To do:
Look for "Where can the bush" in the listing below, then copy exactly the line it appears in and all lines after it to the end, and nothing more.

Records shown:
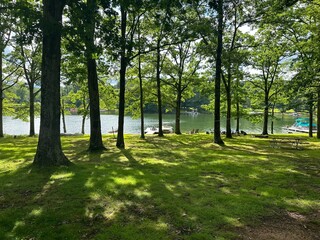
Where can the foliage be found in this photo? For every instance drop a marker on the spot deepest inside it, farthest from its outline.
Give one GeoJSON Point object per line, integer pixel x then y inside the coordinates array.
{"type": "Point", "coordinates": [178, 187]}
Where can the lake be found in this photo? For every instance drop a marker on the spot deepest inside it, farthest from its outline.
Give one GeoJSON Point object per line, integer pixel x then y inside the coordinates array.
{"type": "Point", "coordinates": [202, 122]}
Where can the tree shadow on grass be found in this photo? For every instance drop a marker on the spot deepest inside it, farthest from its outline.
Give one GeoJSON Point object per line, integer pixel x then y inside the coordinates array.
{"type": "Point", "coordinates": [156, 193]}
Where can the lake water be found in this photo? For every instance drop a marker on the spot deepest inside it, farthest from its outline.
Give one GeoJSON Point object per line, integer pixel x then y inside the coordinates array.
{"type": "Point", "coordinates": [202, 122]}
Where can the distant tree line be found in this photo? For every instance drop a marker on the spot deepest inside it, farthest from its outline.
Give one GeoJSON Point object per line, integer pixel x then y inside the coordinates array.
{"type": "Point", "coordinates": [225, 56]}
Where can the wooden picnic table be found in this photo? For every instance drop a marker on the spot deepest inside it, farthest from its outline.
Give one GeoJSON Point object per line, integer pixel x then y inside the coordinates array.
{"type": "Point", "coordinates": [294, 142]}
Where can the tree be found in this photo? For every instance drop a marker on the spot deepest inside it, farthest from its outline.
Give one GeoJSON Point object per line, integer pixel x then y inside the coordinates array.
{"type": "Point", "coordinates": [217, 131]}
{"type": "Point", "coordinates": [267, 60]}
{"type": "Point", "coordinates": [49, 150]}
{"type": "Point", "coordinates": [180, 73]}
{"type": "Point", "coordinates": [95, 122]}
{"type": "Point", "coordinates": [5, 34]}
{"type": "Point", "coordinates": [30, 63]}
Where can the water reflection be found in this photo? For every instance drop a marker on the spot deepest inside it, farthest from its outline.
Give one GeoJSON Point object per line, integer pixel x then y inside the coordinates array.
{"type": "Point", "coordinates": [202, 122]}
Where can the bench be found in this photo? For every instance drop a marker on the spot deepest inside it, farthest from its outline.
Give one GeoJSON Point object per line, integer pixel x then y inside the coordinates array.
{"type": "Point", "coordinates": [293, 142]}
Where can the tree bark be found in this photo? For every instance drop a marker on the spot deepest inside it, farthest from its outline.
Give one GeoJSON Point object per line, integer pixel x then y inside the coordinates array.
{"type": "Point", "coordinates": [238, 118]}
{"type": "Point", "coordinates": [318, 114]}
{"type": "Point", "coordinates": [96, 143]}
{"type": "Point", "coordinates": [178, 110]}
{"type": "Point", "coordinates": [63, 117]}
{"type": "Point", "coordinates": [31, 110]}
{"type": "Point", "coordinates": [49, 150]}
{"type": "Point", "coordinates": [311, 115]}
{"type": "Point", "coordinates": [265, 114]}
{"type": "Point", "coordinates": [228, 120]}
{"type": "Point", "coordinates": [160, 134]}
{"type": "Point", "coordinates": [123, 65]}
{"type": "Point", "coordinates": [217, 103]}
{"type": "Point", "coordinates": [272, 117]}
{"type": "Point", "coordinates": [1, 96]}
{"type": "Point", "coordinates": [141, 99]}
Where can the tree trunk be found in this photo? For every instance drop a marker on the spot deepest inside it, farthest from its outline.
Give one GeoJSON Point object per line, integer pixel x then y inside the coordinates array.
{"type": "Point", "coordinates": [95, 122]}
{"type": "Point", "coordinates": [228, 123]}
{"type": "Point", "coordinates": [310, 115]}
{"type": "Point", "coordinates": [272, 117]}
{"type": "Point", "coordinates": [83, 123]}
{"type": "Point", "coordinates": [178, 111]}
{"type": "Point", "coordinates": [49, 150]}
{"type": "Point", "coordinates": [265, 114]}
{"type": "Point", "coordinates": [123, 65]}
{"type": "Point", "coordinates": [1, 96]}
{"type": "Point", "coordinates": [31, 110]}
{"type": "Point", "coordinates": [63, 117]}
{"type": "Point", "coordinates": [160, 134]}
{"type": "Point", "coordinates": [96, 143]}
{"type": "Point", "coordinates": [217, 131]}
{"type": "Point", "coordinates": [141, 100]}
{"type": "Point", "coordinates": [238, 117]}
{"type": "Point", "coordinates": [318, 114]}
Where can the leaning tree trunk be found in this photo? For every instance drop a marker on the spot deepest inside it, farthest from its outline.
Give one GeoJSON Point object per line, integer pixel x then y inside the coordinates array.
{"type": "Point", "coordinates": [318, 114]}
{"type": "Point", "coordinates": [1, 97]}
{"type": "Point", "coordinates": [272, 117]}
{"type": "Point", "coordinates": [160, 134]}
{"type": "Point", "coordinates": [49, 150]}
{"type": "Point", "coordinates": [141, 99]}
{"type": "Point", "coordinates": [63, 117]}
{"type": "Point", "coordinates": [96, 143]}
{"type": "Point", "coordinates": [265, 115]}
{"type": "Point", "coordinates": [123, 65]}
{"type": "Point", "coordinates": [217, 103]}
{"type": "Point", "coordinates": [238, 118]}
{"type": "Point", "coordinates": [31, 110]}
{"type": "Point", "coordinates": [178, 111]}
{"type": "Point", "coordinates": [311, 116]}
{"type": "Point", "coordinates": [228, 120]}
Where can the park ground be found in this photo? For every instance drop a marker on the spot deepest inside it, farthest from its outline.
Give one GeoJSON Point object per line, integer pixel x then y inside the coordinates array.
{"type": "Point", "coordinates": [176, 187]}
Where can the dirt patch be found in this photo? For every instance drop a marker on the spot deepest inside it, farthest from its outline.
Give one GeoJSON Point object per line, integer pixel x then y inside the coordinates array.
{"type": "Point", "coordinates": [285, 226]}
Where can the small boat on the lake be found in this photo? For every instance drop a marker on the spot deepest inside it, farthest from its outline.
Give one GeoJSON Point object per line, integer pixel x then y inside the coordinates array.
{"type": "Point", "coordinates": [301, 125]}
{"type": "Point", "coordinates": [155, 130]}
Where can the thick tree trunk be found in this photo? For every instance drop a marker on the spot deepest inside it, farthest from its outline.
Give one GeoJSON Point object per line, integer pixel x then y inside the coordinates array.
{"type": "Point", "coordinates": [228, 120]}
{"type": "Point", "coordinates": [217, 130]}
{"type": "Point", "coordinates": [160, 134]}
{"type": "Point", "coordinates": [238, 117]}
{"type": "Point", "coordinates": [265, 114]}
{"type": "Point", "coordinates": [272, 117]}
{"type": "Point", "coordinates": [310, 115]}
{"type": "Point", "coordinates": [141, 100]}
{"type": "Point", "coordinates": [96, 143]}
{"type": "Point", "coordinates": [1, 96]}
{"type": "Point", "coordinates": [178, 111]}
{"type": "Point", "coordinates": [318, 114]}
{"type": "Point", "coordinates": [83, 123]}
{"type": "Point", "coordinates": [49, 150]}
{"type": "Point", "coordinates": [63, 117]}
{"type": "Point", "coordinates": [123, 65]}
{"type": "Point", "coordinates": [31, 110]}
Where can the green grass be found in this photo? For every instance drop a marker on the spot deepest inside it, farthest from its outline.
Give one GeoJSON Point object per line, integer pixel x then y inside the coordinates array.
{"type": "Point", "coordinates": [177, 187]}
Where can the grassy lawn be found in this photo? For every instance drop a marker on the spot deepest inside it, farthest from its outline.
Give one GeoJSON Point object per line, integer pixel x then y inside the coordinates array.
{"type": "Point", "coordinates": [177, 187]}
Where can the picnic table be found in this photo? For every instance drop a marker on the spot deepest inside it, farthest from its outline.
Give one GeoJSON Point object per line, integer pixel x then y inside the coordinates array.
{"type": "Point", "coordinates": [293, 142]}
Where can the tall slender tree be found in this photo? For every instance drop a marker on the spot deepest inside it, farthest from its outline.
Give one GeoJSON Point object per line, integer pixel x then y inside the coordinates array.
{"type": "Point", "coordinates": [217, 83]}
{"type": "Point", "coordinates": [49, 150]}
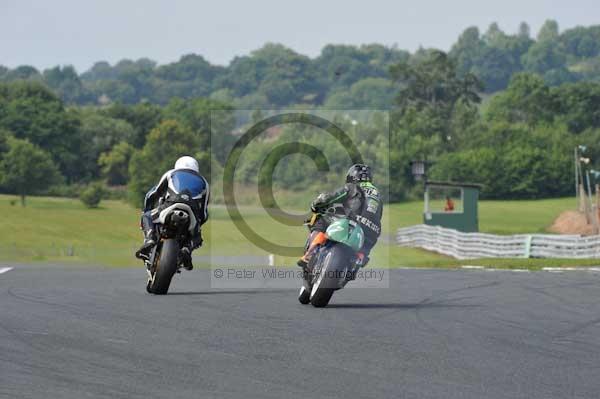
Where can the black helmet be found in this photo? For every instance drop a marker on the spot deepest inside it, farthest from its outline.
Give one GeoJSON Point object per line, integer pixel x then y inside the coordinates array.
{"type": "Point", "coordinates": [358, 172]}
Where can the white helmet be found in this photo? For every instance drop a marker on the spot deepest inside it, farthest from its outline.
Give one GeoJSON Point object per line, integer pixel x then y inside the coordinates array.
{"type": "Point", "coordinates": [187, 163]}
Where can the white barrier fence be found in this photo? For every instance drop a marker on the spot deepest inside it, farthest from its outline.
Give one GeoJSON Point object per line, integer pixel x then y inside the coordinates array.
{"type": "Point", "coordinates": [478, 245]}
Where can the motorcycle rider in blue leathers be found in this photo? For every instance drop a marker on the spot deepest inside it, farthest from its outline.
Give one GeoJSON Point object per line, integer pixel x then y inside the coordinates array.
{"type": "Point", "coordinates": [184, 176]}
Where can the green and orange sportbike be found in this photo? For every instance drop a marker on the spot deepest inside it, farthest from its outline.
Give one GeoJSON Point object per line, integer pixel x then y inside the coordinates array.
{"type": "Point", "coordinates": [335, 261]}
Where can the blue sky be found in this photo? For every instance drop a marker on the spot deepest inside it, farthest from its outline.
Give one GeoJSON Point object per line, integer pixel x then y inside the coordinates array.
{"type": "Point", "coordinates": [78, 32]}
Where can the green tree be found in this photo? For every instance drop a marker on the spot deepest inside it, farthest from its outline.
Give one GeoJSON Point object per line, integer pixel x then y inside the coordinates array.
{"type": "Point", "coordinates": [526, 100]}
{"type": "Point", "coordinates": [27, 169]}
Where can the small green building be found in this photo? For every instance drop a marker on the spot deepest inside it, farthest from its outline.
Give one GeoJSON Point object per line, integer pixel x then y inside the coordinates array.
{"type": "Point", "coordinates": [452, 205]}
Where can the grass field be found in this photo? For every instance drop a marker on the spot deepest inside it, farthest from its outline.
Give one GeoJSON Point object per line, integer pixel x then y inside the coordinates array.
{"type": "Point", "coordinates": [63, 230]}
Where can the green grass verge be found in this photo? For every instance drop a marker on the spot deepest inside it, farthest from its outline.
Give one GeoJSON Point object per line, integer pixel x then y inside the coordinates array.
{"type": "Point", "coordinates": [63, 230]}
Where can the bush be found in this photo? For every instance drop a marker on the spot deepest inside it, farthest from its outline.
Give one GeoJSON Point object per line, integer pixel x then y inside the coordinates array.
{"type": "Point", "coordinates": [92, 195]}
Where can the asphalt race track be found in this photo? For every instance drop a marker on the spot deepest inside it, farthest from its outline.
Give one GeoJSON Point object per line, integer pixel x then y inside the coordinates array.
{"type": "Point", "coordinates": [79, 332]}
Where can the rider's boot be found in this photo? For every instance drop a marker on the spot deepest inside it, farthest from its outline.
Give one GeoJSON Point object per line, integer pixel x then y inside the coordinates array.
{"type": "Point", "coordinates": [149, 243]}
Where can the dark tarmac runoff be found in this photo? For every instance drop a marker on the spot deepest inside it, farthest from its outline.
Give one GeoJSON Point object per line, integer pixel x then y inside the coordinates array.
{"type": "Point", "coordinates": [93, 332]}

Response to the exercise:
Where can the bush be found in this photo? For every instance drop a marker on the spot deepest inside it, farthest from its outline.
Give one GeoJSON Point object per line, integer pixel x then y inside the coordinates array.
{"type": "Point", "coordinates": [92, 195]}
Where can the asphalt race track be found in this photo? For every instance drop a marker on the spot deepest inside it, farthest from its outline.
Give one GeoJSON Point object per line, integer pixel x then y inside the coordinates array.
{"type": "Point", "coordinates": [79, 332]}
Where can the rider's boot be found in this photo? For every instance drop a marker on the spot deepest inside it, farthest from its outline.
Give one GeoJSON Point object per line, integer pixel x then y inside the coordinates array.
{"type": "Point", "coordinates": [149, 243]}
Where can the dark tarmac runoff be found in this photo? For every instance drop a marker on the spot deepest inside it, farthest from its outline.
Give one GeoJSON Point object per line, integer pixel x then y inside the coordinates array.
{"type": "Point", "coordinates": [93, 332]}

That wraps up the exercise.